Collected data entries:
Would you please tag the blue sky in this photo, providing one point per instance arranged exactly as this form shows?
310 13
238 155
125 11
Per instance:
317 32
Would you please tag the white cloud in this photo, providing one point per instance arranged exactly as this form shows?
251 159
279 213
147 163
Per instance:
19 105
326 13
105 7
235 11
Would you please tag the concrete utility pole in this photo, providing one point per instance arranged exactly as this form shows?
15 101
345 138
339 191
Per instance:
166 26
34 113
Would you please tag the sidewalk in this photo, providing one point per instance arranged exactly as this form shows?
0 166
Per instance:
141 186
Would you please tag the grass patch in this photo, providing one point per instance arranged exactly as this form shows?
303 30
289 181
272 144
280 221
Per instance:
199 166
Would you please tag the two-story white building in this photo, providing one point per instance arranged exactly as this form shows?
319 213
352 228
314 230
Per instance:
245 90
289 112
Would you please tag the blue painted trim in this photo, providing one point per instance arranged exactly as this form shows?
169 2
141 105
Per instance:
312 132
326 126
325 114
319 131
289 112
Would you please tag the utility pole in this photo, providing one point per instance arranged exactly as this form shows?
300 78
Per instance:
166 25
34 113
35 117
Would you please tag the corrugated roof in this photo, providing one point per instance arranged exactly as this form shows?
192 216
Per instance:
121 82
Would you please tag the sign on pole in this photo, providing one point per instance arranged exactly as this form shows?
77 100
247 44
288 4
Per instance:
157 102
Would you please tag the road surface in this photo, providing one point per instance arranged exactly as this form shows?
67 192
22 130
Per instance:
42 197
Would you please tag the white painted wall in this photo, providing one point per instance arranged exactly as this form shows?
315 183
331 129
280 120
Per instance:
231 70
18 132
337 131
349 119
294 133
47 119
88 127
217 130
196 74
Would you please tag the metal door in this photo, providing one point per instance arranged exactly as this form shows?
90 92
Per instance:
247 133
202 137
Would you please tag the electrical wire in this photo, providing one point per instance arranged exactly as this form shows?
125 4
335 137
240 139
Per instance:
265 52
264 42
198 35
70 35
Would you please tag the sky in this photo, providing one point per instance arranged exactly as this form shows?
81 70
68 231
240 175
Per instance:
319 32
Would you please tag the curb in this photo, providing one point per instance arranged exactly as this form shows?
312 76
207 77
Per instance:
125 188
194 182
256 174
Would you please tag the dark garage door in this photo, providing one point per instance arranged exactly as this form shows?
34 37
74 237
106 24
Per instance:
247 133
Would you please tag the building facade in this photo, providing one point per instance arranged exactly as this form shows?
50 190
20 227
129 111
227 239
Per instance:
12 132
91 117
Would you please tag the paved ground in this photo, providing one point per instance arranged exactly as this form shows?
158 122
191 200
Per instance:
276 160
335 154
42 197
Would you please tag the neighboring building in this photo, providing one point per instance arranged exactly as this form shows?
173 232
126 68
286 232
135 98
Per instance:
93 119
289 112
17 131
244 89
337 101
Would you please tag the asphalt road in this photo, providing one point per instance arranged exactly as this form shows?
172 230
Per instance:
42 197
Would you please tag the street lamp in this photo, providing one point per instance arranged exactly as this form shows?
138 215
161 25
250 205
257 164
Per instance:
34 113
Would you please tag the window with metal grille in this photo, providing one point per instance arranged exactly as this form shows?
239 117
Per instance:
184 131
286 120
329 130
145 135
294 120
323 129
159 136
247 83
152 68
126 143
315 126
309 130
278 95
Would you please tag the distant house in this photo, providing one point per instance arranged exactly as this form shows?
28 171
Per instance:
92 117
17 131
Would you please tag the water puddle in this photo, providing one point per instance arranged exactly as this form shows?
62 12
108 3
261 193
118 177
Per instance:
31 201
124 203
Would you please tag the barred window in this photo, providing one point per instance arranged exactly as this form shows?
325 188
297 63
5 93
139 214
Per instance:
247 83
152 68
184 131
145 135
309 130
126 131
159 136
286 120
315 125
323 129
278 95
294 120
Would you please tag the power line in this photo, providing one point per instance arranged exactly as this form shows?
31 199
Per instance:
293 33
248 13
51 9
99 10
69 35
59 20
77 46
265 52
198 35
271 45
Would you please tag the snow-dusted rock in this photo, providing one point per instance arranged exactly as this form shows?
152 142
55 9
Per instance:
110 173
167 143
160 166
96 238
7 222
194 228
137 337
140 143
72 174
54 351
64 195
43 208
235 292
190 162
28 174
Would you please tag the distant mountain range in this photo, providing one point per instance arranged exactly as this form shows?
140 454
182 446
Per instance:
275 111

- _The problem_:
Extract all of the data above and output it character for character.

- _Result below_:
Would you please tag the blue sky in this photo, providing one point per instance arranged exactly as this form shows?
310 13
238 155
125 11
Per instance:
317 32
Would you please tag the white cloud in this photo, providing one point per instance arranged exactly as this form shows?
251 159
279 213
147 163
Per instance:
19 105
326 13
105 7
235 11
Would you please tag the concrete utility pole in this photo, providing one point per instance arranged exactly as this form shows?
15 101
345 138
339 191
Per instance:
166 26
34 113
Would you please tag the sidewalk in this photo, providing one point per instance arranged exactly as this form shows?
0 166
Per instance:
141 186
Would you please tag the grass patch in this photo, providing one point per instance arranged exactly as this form shows?
303 30
289 181
272 144
280 221
Per instance:
199 166
Would you please tag the two-story white building in this photo, providing one point per instance arranged exactly as this form shows?
319 213
352 228
314 230
Per instance:
245 90
289 112
Would you please tag the blue painted trim in this photo, providing one point per instance arranged exactly as this form shows?
169 2
141 105
Per instance:
312 132
326 126
325 114
319 131
289 112
Would you please tag the utility pole in this photo, providing one point per instance arranged exactly as this form shows?
300 78
Per instance:
166 25
34 113
35 117
Would you please tag the corrugated roof in this photo, providing one point per instance arranged exactly as this form shows?
192 216
Per instance:
121 82
Would you please tag the sign on pole in this photo, providing one point per instance arranged exactly as this form shows?
77 100
247 44
288 4
Per instance:
157 102
Would you please tag the road surface in this photo, providing one point per instance arranged exactly as this form shows?
67 192
22 130
Per instance:
42 197
Would you please tag the white painted wall in this photo, providing one point per instance arranged exactly as this form shows?
315 183
331 129
280 120
Per instance:
231 70
18 132
337 131
349 119
294 133
47 119
88 127
217 130
196 74
Would you please tag the metal door in this photo, providing one point per instance arranged exactly as this form shows?
90 92
Per instance:
247 133
202 137
Would you please tag the electrical wire in this photo, providing one point per instance arranged exactly as this form shows?
125 4
335 137
240 139
Per instance:
265 52
264 42
198 35
70 35
Would you please tag the sky in this photo, providing one point per instance arranged exactly as this form shows?
81 70
68 231
240 175
Per instance:
319 32
Would you please tag the curb in this photo, providing one point per instance arranged exactly as this form shows?
312 76
207 77
Per instance:
125 188
194 182
256 174
Would you please tag the dark garage door in this photo, providing one point per instance arranged exactly as this form shows?
34 37
74 237
106 24
Per instance:
247 133
Would you please tag the building facade in this photo, providing one point per instance arranged exactly as this form shows?
50 190
20 227
129 111
227 239
Per instance:
12 132
91 117
Would you please tag the paved ground in this photo, providing one point per instance arranged exactly as this form shows?
158 122
191 200
Per instance:
276 160
335 154
42 197
Would you please tag the neighboring building in this photo, providing one point per instance arranged exactly as this form shows?
173 232
126 68
286 232
135 98
Per instance:
93 119
289 112
17 131
244 89
337 101
Would you please tag the asphalt road in this photo, providing one point per instance arranged exactly as this form shows?
172 230
Per instance:
42 197
Would you please tag the street lamp in this photo, providing one point per instance arranged exactly as this form shows?
138 215
161 25
250 205
257 164
Per instance:
34 113
Would you please tag the window with metal grille in this photo, providing one point per instance arranged exactly as this form shows?
239 117
Per instance:
184 131
286 120
329 130
145 135
294 120
323 129
159 136
247 83
152 68
126 143
315 126
309 130
278 95
Would you please tag the distant house in this photo, providing one point per instance arranged exactly as this form shows?
28 171
Per instance:
92 117
17 131
Would you please tag the water puddle in this photo, providing one point per instance arranged exactly as this form shows?
62 12
108 3
261 193
118 177
Per instance:
31 201
124 203
Would you please tag the barred window in this photo, providing one point per instance arranged exactly as this form shows?
325 188
297 63
5 93
139 214
Per instance:
247 83
152 68
184 131
145 135
309 130
126 131
159 136
286 120
315 125
323 129
278 95
294 120
Would you please tag the power line in this photo, providing one point per instance arranged exactly as this form shows?
31 199
Per instance:
293 33
248 13
51 9
99 10
69 35
59 20
77 46
265 52
198 35
271 45
Would you please tag the snow-dusted rock in this photo, providing one point per instance arranged exactly as this form shows?
152 142
55 9
Per instance:
110 173
167 143
160 166
96 238
7 222
194 228
137 337
140 143
72 174
54 351
64 195
43 208
235 292
190 162
28 174
Would you please tag the distant mountain range in this photo, providing one point per instance arranged exactly as this form shows?
140 454
182 446
Per instance:
275 111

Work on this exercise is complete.